Bal Gangadhar Tilak (1856-1920)
Bal Gangadhar Tilak (1856-1920)

It is worth noting here that only in Scandinavia and northern Germany was there no existing substratum of earlier humans, at least there is no archaeological evidence to suggest that. So it is in these areas that the original Aryan physical forms of blond, blue-eyed white-skinned tall people was preserved to the maximum extent. In the other places where the Aryans migrated, there was already an existing substratum of humans, and there was the inevitable race-mixing, with the resultant dilution of the prototypical Aryan physical characteristics. One of the more intriguing parts of this migration epic is the oft-drawn parallel between the Saxons (a Germanic tribe), and the Scythians (an Irano-Aryan people). Certain authorities have even gone on to suggest that the whole of the Germanic peoples have an Eastern origin. This is in conformity with the mistaken notion of many that the origin of the Aryans was from the steppes of eastern Ukraine and the Caspian sea region. This is actually a time-reversal of the actual events. In fact the Germanic tribes, as much pure-Aryan as could be, moved from their homeland in Scandinavia and other northern regions at a later stage, after many hundreds of years had passed after the earlier Aryan migrations to Greece, Rome, India and other places. In the course of their wanderings in eastern Europe, it is likely that they came into contact with Irano-Aryan tribes, these being the progeny of the earlier wave of Aryan invaders who had moved to Iran and India. But it is obvious, if only we pay attention to multiple sources and factors, that the general direction of the Aryans’ movement has been from north to south and from west to east. But it is also true that in the Middle Ages a significant amount of Ural-Altaic admixture seems to have taken place amongst the eastern Germanic tribes, as a result of the Hun and Mongol incursions. Some have noted a degree of Altaic physical characters in the Swedes , and of course in the Finns, which is absent in more western Germanic-origin peoples such as the Dutch, the Norwegians, and the English.

Thus, to summarize, there were 3 major waves of migration of the Aryan peoples:
1. The original moving-out from the Arctic homeland following the Sub-Boreal climatic shift. When the Aryans moved a bit south, they settled in Scandinavia and northern Germany.
2. Here there were no ‘native’ people and the racial purity of the Aryans was maintained. From here many groups of Aryans moved out south, sometime in the second or third millenium BC, to far countries like India, Greece, Rome, and perhaps other countries.
3. The third wave of migrations was what has become famous as the great Germanic migrations throughout Europe. The Viking and Norman contributions may also be considered part of this wave.

▬▬▬▬▬▬

YOUR OBJECTIVE –
Answer these questions from the excerpt on Aryan migrations:
(a) In which two areas does the excerpt say there was no existing substratum of earlier humans?
(b) Which three western Germanic-origin peoples does it name as lacking the Altaic physical characters noted in the Swedes?
(c) By what name does it say the third wave of migrations has become famous?
The listing is not required for the work on the text.

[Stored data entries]
▬▬▬▬▬▬

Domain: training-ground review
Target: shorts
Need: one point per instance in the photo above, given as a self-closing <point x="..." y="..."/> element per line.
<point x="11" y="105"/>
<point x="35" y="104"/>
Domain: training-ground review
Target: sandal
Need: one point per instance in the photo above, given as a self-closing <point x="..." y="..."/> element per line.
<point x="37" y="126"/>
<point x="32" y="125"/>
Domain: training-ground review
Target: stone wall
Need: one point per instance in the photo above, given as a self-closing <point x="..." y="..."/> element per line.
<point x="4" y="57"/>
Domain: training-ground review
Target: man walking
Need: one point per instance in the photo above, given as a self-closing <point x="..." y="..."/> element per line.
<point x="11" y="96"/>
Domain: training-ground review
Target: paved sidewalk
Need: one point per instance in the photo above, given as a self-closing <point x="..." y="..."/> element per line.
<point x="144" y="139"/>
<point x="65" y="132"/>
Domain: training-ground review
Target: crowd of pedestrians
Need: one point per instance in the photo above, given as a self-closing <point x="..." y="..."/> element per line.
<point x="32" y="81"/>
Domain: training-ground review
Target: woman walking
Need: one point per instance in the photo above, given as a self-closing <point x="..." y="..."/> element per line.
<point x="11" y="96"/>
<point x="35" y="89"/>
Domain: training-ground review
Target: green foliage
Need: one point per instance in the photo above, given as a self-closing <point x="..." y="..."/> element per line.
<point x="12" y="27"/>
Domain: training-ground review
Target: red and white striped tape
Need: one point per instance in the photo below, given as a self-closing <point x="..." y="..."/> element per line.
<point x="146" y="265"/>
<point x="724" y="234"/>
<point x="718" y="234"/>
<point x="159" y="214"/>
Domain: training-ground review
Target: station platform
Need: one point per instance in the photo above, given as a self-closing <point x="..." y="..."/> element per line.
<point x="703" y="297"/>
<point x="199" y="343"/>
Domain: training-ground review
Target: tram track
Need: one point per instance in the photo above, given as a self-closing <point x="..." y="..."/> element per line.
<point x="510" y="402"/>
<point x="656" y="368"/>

▬▬▬▬▬▬

ANSWER TO THIS PROBLEM –
(a) Scandinavia and northern Germany.
(b) The Dutch, the Norwegians, and the English.
(c) The great Germanic migrations throughout Europe.